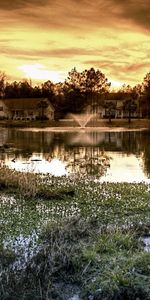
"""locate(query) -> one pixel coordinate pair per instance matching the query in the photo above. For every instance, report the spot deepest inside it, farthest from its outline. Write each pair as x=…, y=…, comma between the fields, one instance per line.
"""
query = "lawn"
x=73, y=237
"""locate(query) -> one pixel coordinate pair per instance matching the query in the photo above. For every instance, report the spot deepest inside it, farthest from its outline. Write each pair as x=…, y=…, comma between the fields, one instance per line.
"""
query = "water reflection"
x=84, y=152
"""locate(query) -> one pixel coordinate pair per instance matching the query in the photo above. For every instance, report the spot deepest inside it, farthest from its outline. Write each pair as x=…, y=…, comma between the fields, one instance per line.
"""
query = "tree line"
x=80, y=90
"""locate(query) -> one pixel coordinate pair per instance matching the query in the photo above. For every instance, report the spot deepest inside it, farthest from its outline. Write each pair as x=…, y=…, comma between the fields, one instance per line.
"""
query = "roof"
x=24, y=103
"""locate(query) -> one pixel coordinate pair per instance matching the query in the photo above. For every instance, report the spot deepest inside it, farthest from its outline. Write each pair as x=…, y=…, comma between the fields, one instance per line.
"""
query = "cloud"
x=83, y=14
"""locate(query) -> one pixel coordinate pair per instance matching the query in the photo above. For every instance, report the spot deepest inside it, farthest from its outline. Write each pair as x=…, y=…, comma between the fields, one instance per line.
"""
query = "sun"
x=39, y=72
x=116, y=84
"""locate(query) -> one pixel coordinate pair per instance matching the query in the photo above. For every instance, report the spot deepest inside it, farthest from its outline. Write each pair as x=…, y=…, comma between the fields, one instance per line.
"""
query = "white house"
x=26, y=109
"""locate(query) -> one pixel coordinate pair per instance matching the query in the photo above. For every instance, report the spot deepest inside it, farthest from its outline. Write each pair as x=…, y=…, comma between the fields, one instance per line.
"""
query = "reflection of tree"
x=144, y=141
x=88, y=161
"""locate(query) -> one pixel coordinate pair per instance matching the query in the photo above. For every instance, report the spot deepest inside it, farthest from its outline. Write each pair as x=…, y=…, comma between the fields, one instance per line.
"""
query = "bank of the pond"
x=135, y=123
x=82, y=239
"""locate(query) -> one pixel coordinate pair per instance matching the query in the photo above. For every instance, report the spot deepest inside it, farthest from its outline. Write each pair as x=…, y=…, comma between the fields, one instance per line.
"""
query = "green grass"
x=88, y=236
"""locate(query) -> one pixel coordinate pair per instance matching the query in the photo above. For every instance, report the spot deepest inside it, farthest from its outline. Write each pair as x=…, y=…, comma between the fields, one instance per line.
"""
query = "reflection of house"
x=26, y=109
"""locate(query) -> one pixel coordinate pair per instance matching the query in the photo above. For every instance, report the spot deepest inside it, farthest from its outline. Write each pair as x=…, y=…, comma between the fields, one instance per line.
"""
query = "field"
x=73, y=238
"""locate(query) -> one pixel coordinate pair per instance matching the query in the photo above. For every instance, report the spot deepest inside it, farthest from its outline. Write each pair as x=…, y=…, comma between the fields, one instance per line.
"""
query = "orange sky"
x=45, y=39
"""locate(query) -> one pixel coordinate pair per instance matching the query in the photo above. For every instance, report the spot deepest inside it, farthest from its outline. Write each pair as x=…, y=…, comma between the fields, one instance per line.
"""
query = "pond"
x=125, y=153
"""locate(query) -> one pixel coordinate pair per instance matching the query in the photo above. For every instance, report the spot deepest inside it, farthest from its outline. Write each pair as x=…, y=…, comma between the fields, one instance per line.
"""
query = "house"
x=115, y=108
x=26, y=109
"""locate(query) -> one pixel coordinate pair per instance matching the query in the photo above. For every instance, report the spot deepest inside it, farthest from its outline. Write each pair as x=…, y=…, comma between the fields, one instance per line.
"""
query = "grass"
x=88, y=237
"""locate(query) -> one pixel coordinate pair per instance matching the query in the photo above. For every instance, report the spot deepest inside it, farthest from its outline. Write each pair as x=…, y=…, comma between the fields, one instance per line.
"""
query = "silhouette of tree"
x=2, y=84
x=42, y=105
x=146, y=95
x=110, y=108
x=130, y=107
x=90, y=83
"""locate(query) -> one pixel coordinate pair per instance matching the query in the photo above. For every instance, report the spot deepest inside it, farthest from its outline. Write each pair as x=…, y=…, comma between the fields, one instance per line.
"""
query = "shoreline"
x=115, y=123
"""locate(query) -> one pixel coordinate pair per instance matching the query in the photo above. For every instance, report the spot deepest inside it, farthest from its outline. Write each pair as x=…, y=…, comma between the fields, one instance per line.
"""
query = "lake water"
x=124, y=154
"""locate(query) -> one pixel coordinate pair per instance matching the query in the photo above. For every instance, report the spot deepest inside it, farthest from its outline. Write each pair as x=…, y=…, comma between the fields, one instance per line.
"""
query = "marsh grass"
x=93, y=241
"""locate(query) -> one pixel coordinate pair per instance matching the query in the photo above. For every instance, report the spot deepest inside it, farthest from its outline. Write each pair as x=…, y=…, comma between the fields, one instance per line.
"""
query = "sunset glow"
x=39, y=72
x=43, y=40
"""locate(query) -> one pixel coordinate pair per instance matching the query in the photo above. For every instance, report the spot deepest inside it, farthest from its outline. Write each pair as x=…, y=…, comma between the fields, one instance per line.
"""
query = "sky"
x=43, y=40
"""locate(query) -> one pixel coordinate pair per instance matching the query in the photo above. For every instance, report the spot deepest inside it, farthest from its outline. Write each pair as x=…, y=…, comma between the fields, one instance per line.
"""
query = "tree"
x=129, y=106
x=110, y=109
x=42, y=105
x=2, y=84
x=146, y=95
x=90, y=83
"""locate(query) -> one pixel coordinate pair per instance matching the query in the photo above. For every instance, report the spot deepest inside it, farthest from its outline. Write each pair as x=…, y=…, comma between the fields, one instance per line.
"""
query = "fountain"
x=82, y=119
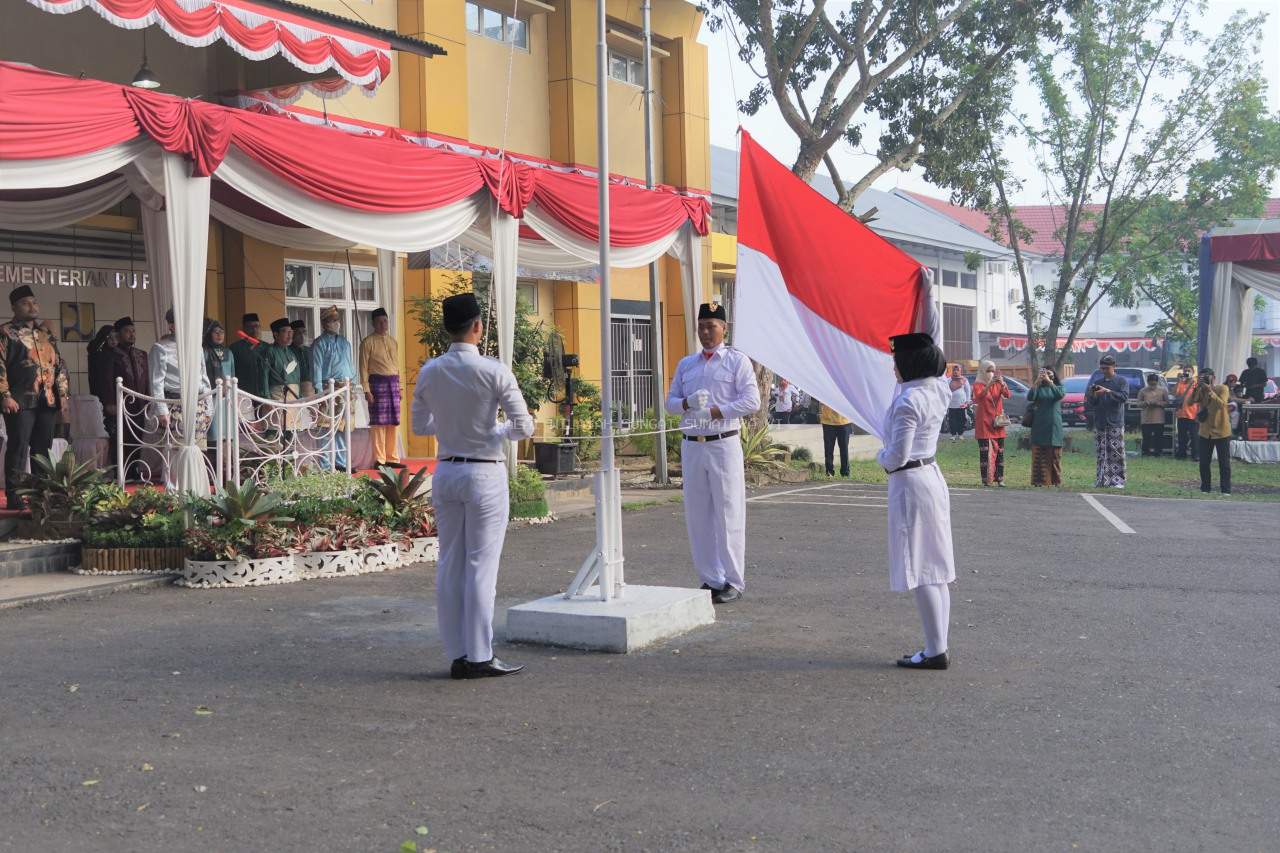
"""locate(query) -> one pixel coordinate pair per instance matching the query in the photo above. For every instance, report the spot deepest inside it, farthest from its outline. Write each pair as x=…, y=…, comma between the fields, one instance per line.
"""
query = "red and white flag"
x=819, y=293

:: Assigned task ::
Pictures aside, repeat each entry in full and without change.

:: Result of this task ::
"""locate(query) -> one pixel coordinate pair per instance matching the query in the photo above. For every instance, report the spot deepest inside it, farthest from its outline. Write each pair as x=…, y=…, comma between the fields, one instance per line.
"""
query = "lawn"
x=73, y=237
"""locate(query) -> one pixel coordinate pair per instance matching the query in the photo above. For every instance, report the spot deepest inside it, farthest from its outline. Write each pair as x=…, y=…, comma between the fields, one instance per line.
"""
query = "water reflection"
x=84, y=152
"""locate(query) -> one pixel coordinate pair per instance matching the query in the photo above. For every instance, report the spot deepest inside it, farthest from its outline. Write each pair as x=…, y=…, comma between the fields, one instance per line.
"""
query = "tree line"
x=80, y=90
"""locate(query) -> one pixel coordinate pair per instance matching the query in the photo above. For every instance, report the spot deepest inside it, farthest from its outline. Write each pair as x=…, y=…, comma between the fields, one instance per line.
"""
query = "roof"
x=24, y=103
"""locate(query) -> one pixel coordinate pair per instance matching the query in the photo above. For every instance, report the spot deepest inside it, farthest from its outline. Write each pair as x=…, y=…, comma between the fields, one instance per line.
"""
query = "cloud"
x=83, y=14
"""locate(query) -> one pixel coordinate pair per instance matching the query in the photo above. For every instance, report the spot deepest inside it, farthest from its outline. Write each pair as x=…, y=…, comma between the fields, one instance per line.
"""
query = "sun"
x=39, y=72
x=116, y=84
"""locate(query) -> one pixel coordinate pair per instance matching the query in the photo above. For every instance, report the spot deepest inside it, farthest from its outline. Write each pair as x=…, y=…, comma between the fields, one instance per line.
"""
query = "white house"
x=26, y=109
"""locate(query) -> one pixel coordinate pair per instance matching the query in the photo above. For every instance, report the spot deepest inside it, farthest from its outline. Write each pair as x=…, y=…, comma between the fields, one instance per line.
"""
query = "reflection of tree"
x=144, y=141
x=88, y=161
"""locate(query) -> one pixel coordinate pair per instance matching the query in the photo above. For every instance, report the spot deepest inside it, farthest from its outline. Write each pair as x=…, y=…, comma between the fields, one instance per line.
"""
query = "bank of the pond"
x=135, y=123
x=82, y=239
"""locate(query) -> one pixel coordinate pair per instance matching the query in the photo above. For every instance, report the spot deepest inside it, farthest from its outline. Write each pair as x=…, y=…, comma between the fields, one instance per line.
"""
query = "green grass"
x=88, y=236
"""locate(query) -> one pixel coordinate pair per instance matching the query in the photo above. For every instance, report the spot deepest inside it, farthest from its outline. Write each pair as x=…, y=…, comma between the fields, one instance per line.
"""
query = "reflection of house"
x=26, y=109
"""locate(query) -> one pixel coordinate pair per instance matching the query in the photo above. For every instance, report the spot deepest inside it, farthest from its outline. Write each pair as x=…, y=…, comma between the fields, one instance per line.
"""
query = "field"
x=73, y=238
"""locate(query) -> one pixel coordinate pair per instance matching the query in the photo above. For every instance, report the spot deepest inside it, farthest from its outline. Write each pair as x=…, y=…, comma between the fields, one instance per line.
"""
query = "orange sky"
x=45, y=39
"""locate(query) -> one pixel coordinate pair per instance matching the query in the photo above. For every instance, report the spot deepest inside it, farthest from its outline. Write each pair as x=…, y=…, comma between the fields, one instance per line.
"""
query = "pond"
x=125, y=153
"""locate(query) -> one pixel coordinate pair per instance matching the query in the photo above. For every instance, report the spot deepest inside it, farthest from its outline. Write each pair as x=…, y=…, comma between the fields, one instance per line.
"""
query = "house"
x=115, y=108
x=26, y=109
"""locate(query) -> one pixel coordinate pair per instance matching the query in the photo above. For every instance, report the spot deepest inside it, farthest from its outline. Write each pair as x=…, y=…, comma between the fields, one instance per line.
"""
query = "grass"
x=88, y=237
"""locate(query) -> one pixel coordinate pair per instance matching the query in the photo above. For every instance, report the spot deepest inside it, farthest from its outline. Write each pair as x=…, y=…, comma between the fields, one instance per line.
"""
query = "silhouette of tree"
x=2, y=84
x=42, y=105
x=146, y=95
x=110, y=108
x=130, y=107
x=90, y=83
"""locate(query) -> one pixel coordinate pair per instance matching the query in the photo above. For every instance, report the spot deepest inside it, farthest from its outline. Write each pair as x=…, y=…, comma between the fields, one instance per line.
"""
query = "shoreline"
x=115, y=123
"""locate(query) -> one pixel coordinate pair per instance matching the query in the photo above. For every instance, report the spot deepest inside it, farthest from its outline. Write each pair as x=…, y=…, comma between the fields, one instance per line.
"""
query = "lake water"
x=124, y=154
"""locate(query) -> one pixel coordinate pair per instance matching the query in the photo above. For every instance, report the spot deepest inside it, farthest from its outline. Write each pair as x=…, y=…, comma between the fields, one instance per line.
"""
query = "marsh grass"
x=93, y=241
"""locate(query) -> one pixel coordinate pair per instance matching the query in the photo above. For every instance, report the spot deepest inside it, farthest from its outline. Write each pair as x=…, y=…, comma between the fields, one instance per line.
"""
query = "sunset glow"
x=39, y=72
x=43, y=40
"""locate(query) -> one pixel coordinate pair per instance matching the query in the photo above. For every instance, report the spot deepest inside it, farthest from its outline. Write each pair as x=…, y=…, comma between the fields, one instance per line.
"""
query = "sky"
x=43, y=40
"""locate(query) -> one pixel coordinate pair per instance matching the query in the photo above. For every instance, report the spot deepest inside it, farthest from its outline. Write each pair as x=…, y=…, comma between the fields, one instance per line.
"""
query = "tree"
x=129, y=106
x=110, y=109
x=42, y=105
x=2, y=84
x=146, y=95
x=90, y=83
"""locate(query) -> one pixel coordinate pair per instance matching the query in the photo above. For every instance, report the spot deepest inside it, farthest from its outline. Write each pair as x=…, y=…, comma between the fields, one instance per line.
"""
query = "fountain"
x=82, y=119
"""locate(query) -> one pixel coordinate pair per instance matching the query in the photo above. For every instance, report the spot deepest inside it, farthest from its outline. Write each pair as x=…, y=…, comma between the fields, one instance per line.
"""
query = "red and white flag"
x=819, y=293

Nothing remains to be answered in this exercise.